>> START Quoted text
Consultations may also take place by videoconference or other means, particularly if a small or medium-sized enterprise is involved.
4. Unless the disputing parties agree to a longer period, consultations shall be held within 60 days of the submission of the request for consultations.
5. In the event that the claimant has not submitted a claim pursuant to Article 3.33 (Submission of a Claim) within 18 months of submitting the request for consultations, the claimant shall be deemed to have withdrawn from proceedings under this Section and may not submit a claim under this Section. This period may be extended by agreement between the parties involved in the consultations.
6. The time limits set out in paragraphs 2 and 5 shall not render claims inadmissible where the claimant can demonstrate that the failure to request consultations or submit a claim is due to the claimant's inability to act as a result of actions deliberately taken by the Party concerned, provided that the claimant acts as soon as reasonably possible after it has become able to act.
7. In case that the request for consultations concerns an alleged breach of the agreement by the Union, or by a Member State of the Union, it shall be sent to the Union. If measures of a Member State of the Union are identified, it shall also be sent to the Member State concerned.
Article 3.31. Mediation
1. The disputing parties may at any time agree to have recourse to mediation.
2. Recourse to mediation is voluntary and without prejudice to the legal position of either disputing party.
>> END Quoted text
>> START Given entries
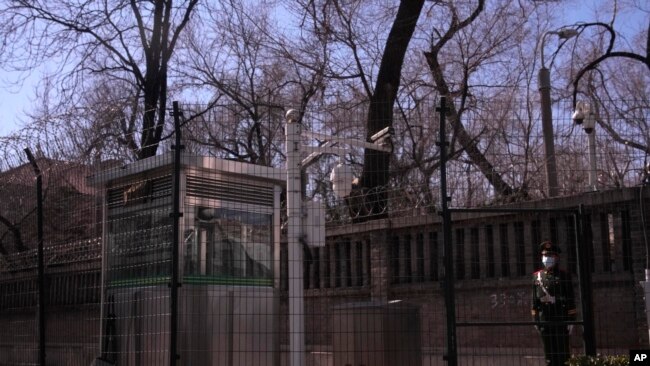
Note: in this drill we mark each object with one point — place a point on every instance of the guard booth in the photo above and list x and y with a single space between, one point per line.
>> END Given entries
>> START Given entries
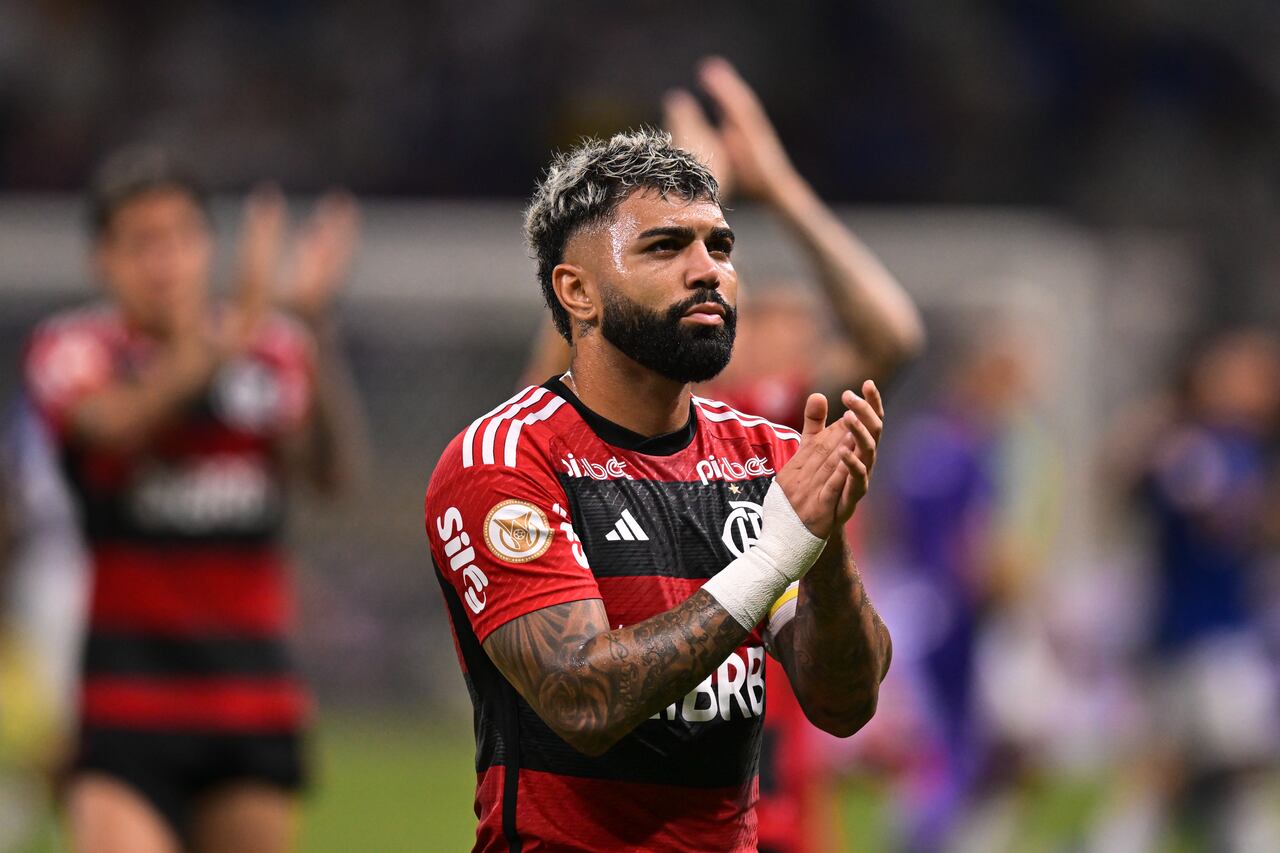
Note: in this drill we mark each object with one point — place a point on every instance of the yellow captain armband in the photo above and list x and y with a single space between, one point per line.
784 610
>> END Given entries
◆ Exercise goal
Reproduce the text on consultations and mediation in investment disputes word for word, from start to finish. These records have no connection to the text on investment dispute consultations.

◆ Response to this exercise
Consultations may also take place by videoconference or other means, particularly if a small or medium-sized enterprise is involved.
4. Unless the disputing parties agree to a longer period, consultations shall be held within 60 days of the submission of the request for consultations.
5. In the event that the claimant has not submitted a claim pursuant to Article 3.33 (Submission of a Claim) within 18 months of submitting the request for consultations, the claimant shall be deemed to have withdrawn from proceedings under this Section and may not submit a claim under this Section. This period may be extended by agreement between the parties involved in the consultations.
6. The time limits set out in paragraphs 2 and 5 shall not render claims inadmissible where the claimant can demonstrate that the failure to request consultations or submit a claim is due to the claimant's inability to act as a result of actions deliberately taken by the Party concerned, provided that the claimant acts as soon as reasonably possible after it has become able to act.
7. In case that the request for consultations concerns an alleged breach of the agreement by the Union, or by a Member State of the Union, it shall be sent to the Union. If measures of a Member State of the Union are identified, it shall also be sent to the Member State concerned.
Article 3.31. Mediation
1. The disputing parties may at any time agree to have recourse to mediation.
2. Recourse to mediation is voluntary and without prejudice to the legal position of either disputing party.